### Texte fourni
___

« Pour le pédagogue Comenius, en jouant, on travaille »
A l’occasion du 350e anniversaire de la mort du théologien, pédagogue et philosophe Jan Amos Komenský (1592-1670), Radio Prague Int. s’est entretenue avec Olivier Cauly, philosophe, et auteur d’une biographie consacrée à celui qui est considéré comme le « père de l’éducation moderne », un ouvrage paru en 1995 aux Editions du Félin.
Jan Amos Komenský, plus connu à l’étranger sous son nom latin de Comenius, était théologien, philosophe, grammairien, pasteur, originaire de Moravie. Il était également membre du mouvement réformateur des Frères tchèques qui est l’héritier protestant de l’Eglise hussite du XVe siècle. Olivier Cauly, rappelez-nous en guise d’introduction ses origines. Il est issu lui-même d’une famille réformatrice…
« Oui, en effet, une famille elle-même réformatrice. Comme il est né en 1592, il va bénéficier d'une éducation qui est issue d’un milieu héritier des Hussites. Et puis surtout il va subir de plein fouet les événements qui ont suivi la Montagne blanche en 1620. »

___

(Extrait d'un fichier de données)
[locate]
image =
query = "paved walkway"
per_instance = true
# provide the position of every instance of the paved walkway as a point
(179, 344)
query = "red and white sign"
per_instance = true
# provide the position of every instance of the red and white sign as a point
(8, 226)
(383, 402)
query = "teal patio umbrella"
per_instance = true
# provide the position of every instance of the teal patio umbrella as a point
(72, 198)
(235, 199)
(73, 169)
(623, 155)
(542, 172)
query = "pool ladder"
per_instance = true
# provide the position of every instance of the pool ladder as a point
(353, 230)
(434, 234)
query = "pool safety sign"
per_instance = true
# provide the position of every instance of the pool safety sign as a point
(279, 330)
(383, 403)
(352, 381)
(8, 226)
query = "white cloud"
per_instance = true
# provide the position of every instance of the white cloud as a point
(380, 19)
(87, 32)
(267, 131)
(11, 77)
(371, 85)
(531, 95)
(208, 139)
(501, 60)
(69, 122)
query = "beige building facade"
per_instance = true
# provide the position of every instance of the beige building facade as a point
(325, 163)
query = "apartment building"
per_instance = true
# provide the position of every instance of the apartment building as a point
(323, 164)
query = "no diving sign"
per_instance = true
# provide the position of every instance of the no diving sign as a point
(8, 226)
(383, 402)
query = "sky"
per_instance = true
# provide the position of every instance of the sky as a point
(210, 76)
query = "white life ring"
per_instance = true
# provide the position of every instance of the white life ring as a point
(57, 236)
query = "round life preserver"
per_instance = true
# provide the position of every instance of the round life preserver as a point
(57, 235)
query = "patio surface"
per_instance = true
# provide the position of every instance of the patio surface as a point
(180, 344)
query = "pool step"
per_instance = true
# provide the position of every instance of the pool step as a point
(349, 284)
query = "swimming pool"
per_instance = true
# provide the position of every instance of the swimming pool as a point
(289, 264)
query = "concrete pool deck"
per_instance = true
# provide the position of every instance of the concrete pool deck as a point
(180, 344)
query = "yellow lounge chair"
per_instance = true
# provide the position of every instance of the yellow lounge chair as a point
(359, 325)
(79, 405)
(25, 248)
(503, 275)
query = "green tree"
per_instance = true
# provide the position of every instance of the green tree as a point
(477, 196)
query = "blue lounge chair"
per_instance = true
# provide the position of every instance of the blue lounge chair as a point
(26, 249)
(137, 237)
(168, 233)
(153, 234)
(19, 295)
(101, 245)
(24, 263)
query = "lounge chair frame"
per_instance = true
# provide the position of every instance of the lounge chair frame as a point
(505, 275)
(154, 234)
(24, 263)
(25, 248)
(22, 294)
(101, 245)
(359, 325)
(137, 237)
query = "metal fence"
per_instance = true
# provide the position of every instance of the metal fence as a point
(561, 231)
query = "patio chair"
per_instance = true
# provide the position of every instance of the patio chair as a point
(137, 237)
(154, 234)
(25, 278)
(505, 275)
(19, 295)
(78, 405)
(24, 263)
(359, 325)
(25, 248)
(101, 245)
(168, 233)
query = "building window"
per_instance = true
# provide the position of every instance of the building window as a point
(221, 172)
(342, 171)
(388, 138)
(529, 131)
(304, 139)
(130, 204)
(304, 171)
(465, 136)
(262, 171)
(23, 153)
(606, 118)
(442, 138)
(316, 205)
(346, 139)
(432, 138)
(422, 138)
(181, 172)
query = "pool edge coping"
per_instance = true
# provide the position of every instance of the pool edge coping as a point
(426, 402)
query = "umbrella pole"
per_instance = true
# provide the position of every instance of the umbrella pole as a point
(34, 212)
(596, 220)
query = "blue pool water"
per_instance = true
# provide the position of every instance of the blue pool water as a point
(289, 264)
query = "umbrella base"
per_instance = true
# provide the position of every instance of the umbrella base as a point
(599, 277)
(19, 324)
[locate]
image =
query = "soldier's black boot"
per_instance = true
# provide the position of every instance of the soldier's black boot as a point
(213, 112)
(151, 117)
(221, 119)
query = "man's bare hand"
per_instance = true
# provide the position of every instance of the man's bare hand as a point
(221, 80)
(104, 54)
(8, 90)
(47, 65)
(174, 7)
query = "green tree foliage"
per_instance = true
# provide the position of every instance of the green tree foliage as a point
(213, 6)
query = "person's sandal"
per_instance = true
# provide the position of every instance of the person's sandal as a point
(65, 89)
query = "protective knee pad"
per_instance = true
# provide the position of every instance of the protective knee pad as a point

___

### Exercice proposé 1
Les affirmations suivantes concordent-elles avec le texte sur Comenius ? (a) Comenius est né en 1592. (b) La biographie d'Olivier Cauly a paru en 2020. (c) Le mouvement des Frères tchèques est l'héritier protestant de l'Eglise hussite du XVe siècle. Répondez à chacune par oui ou par non, en citant mot pour mot les termes décisifs du texte.
### Exercice proposé 2
Pouvez-vous restituer sans rien changer le passage du texte sur Comenius qui va de « A l’occasion du » jusqu'à « Editions du Félin. » inclus ?
Les entrées forment un matériau à part, distinct du texte.

### Réponse attendue 1
(a) Oui : « Comme il est né en 1592 »
(b) Non : « un ouvrage paru en 1995 aux Editions du Félin »
(c) Oui : « qui est l’héritier protestant de l’Eglise hussite du XVe siècle »

### Réponse attendue 2
A l’occasion du 350e anniversaire de la mort du théologien, pédagogue et philosophe Jan Amos Komenský (1592-1670), Radio Prague Int. s’est entretenue avec Olivier Cauly, philosophe, et auteur d’une biographie consacrée à celui qui est considéré comme le « père de l’éducation moderne », un ouvrage paru en 1995 aux Editions du Félin.